12 Mart ve 12 Eylül darbesi
Önce Cemal Gürsel ve ardından yine ordudan Cevdet Sunay’ın cumhurbaşkanlığı yaşanırken, ‘solcu’ların yapmak istediği 9 Mart darbe girişimini alt edip, 12 Mart 1971’de verilen muhtıra üzerine, Süleyman Demirel’in şapkasını alıp gitmesi, ardından üç fidanın idam edilmesiyle zirveye ulaşan binlerce kişinin cezaevlerine doldurulmasına tanık olduk. Yeni anayasa ile birlikte ülkedeki tüm kurumların yeniden yapılandırılmasına vesile olan 12 Eylül 1980 darbesi yaşandı. Yüz binlerce kişinin hapse atılması, işinden olması ve birçok kişinin idam edilmesine şahit olduk.
Post Modern darbe ve e-muhtıra
İnsan hakları konusunda ‘bol geldiği’ için 12 Eylül’de iyice daraltılan 27 Mayıs Anayasası’na rağmen, 28 Şubat 1997’de yapılan ‘Postmodern Darbe’ ile Necmettin Erbakan başbakanlıktan istifa ettirildi. Ardından AKP’li birinin cumhurbaşkanı seçilmesini engellemeyi amaçlayan, Genelkurmay Başkanlığı’nın web sitesinde yayınlandığı için tarihe 27 Nisan 2007 e-muhtırası olarak geçen ama ters tepen uyarı yapıldı.

• **Sağlanan Malzeme**:
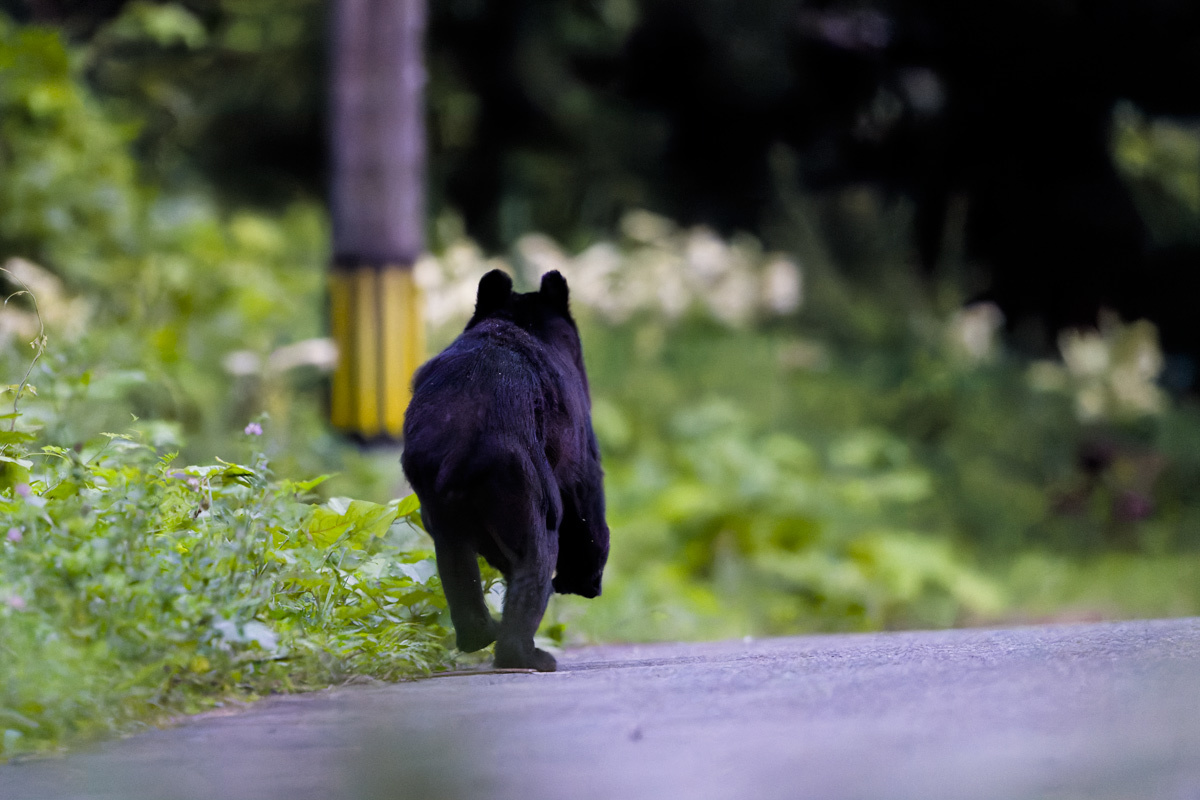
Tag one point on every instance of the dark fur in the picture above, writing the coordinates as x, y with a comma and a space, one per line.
499, 449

• **Alıştırma Yönergeleri**:
**A.** Darbeler hakkındaki metne göre 27 Nisan 2007 tarihli uyarının tarihe neden "e-muhtıra" adıyla geçtiğini bir veya iki cümleyle açıklayınız.
**B.** Darbeler hakkındaki metni, son cümlesinin ardından gelecek biçimde sürdürünüz.

• **Sırasıyla Cevaplar**:
**A.** Bu uyarı, Genelkurmay Başkanlığı'nın web sitesinde yayınlandığı için tarihe 27 Nisan 2007 e-muhtırası olarak geçmiştir.

**B.**
Genel seçimler tekrar ettirildi
7 Haziran 2015 genel seçim sonuçlarına göre, AKP tek başına hükümet olma hakkını kaybetti. Cumhurbaşkanı Recep Tayyip Erdoğan, AKP’li Başbakan Ahmet Davutoğlu’nun ya da seçimlerden ikinci parti olarak çıkan CHP’nin diğer muhalefet partileriyle koalisyon hükümeti kurmasını yasal süre içinde engelledi. Birçok kitlesel katliamın ardından 1 Kasım 2015 günü tekrarlanan genel seçimlerde AKP hükümeti yeniden tek başına iktidar olmasını sağlayan seçim sonuçlarını elde edebildi.
Başbakan istifa ettirildi
Cumhurbaşkanı Erdoğan ile Başbakan ve AKP Genel Başkanı Ahmet Davutoğlu arasında 4 Mayıs 2016 günü yapılan ikili görüşmede Davutoğlu’nun doğrudan istifa etmesi yerine partiyi kongreye götürmesi ve yeniden genel başkan adayı olmaması kararlaştırıldı. 22 Mayıs 2016 günü yapılan AKP Olağanüstü Kongresi’nde Davutoğlu yerine Binali Yıldırım genel başkan seçildi ve başbakanlığa atandı. Davutoğlu, ayrılmanın kendi isteği olmadığını açıkladı. Yani 28 Şubat post-modern darbesinde yaşananlar aynen tekrarlanmış oldu.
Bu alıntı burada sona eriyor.